(Dataset excerpts on object pointing)
╭──

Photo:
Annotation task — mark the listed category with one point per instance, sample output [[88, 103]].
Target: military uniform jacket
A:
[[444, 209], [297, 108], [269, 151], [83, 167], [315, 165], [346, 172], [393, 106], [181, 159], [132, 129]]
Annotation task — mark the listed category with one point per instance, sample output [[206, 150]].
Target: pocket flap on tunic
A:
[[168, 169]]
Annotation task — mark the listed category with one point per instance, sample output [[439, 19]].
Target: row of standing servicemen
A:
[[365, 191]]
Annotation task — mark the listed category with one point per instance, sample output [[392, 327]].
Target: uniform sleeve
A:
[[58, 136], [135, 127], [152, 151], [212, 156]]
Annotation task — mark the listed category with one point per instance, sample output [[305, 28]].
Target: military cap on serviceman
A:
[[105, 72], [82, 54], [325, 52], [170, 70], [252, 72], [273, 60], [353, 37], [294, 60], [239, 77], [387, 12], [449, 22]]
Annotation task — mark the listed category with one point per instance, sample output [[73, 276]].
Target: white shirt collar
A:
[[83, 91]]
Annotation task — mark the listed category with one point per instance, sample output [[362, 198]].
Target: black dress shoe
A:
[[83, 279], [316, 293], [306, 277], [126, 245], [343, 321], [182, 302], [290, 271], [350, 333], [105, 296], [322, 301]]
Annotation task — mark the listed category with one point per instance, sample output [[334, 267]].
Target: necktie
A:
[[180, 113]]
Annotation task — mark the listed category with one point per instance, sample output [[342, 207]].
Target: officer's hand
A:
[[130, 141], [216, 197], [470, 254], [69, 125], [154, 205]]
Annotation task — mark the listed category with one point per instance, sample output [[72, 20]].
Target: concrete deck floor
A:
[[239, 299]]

╰──

- [PROBLEM TO WORK ON]:
Copy out the lines of the records above, from the line containing "output [[439, 19]]." through the line containing "[[58, 136], [135, 127], [152, 151], [212, 156]]", both included, reproduced word for word.

- [FULL SOLUTION]:
Annotation task — mark the listed category with one point per instance, sample output [[439, 19]].
Target: row of standing servicemen
A:
[[365, 191]]
Annotation task — mark the listed category with one point per instance, sample output [[392, 327]].
Target: uniform sleeve
A:
[[58, 136], [135, 127], [152, 151], [212, 156]]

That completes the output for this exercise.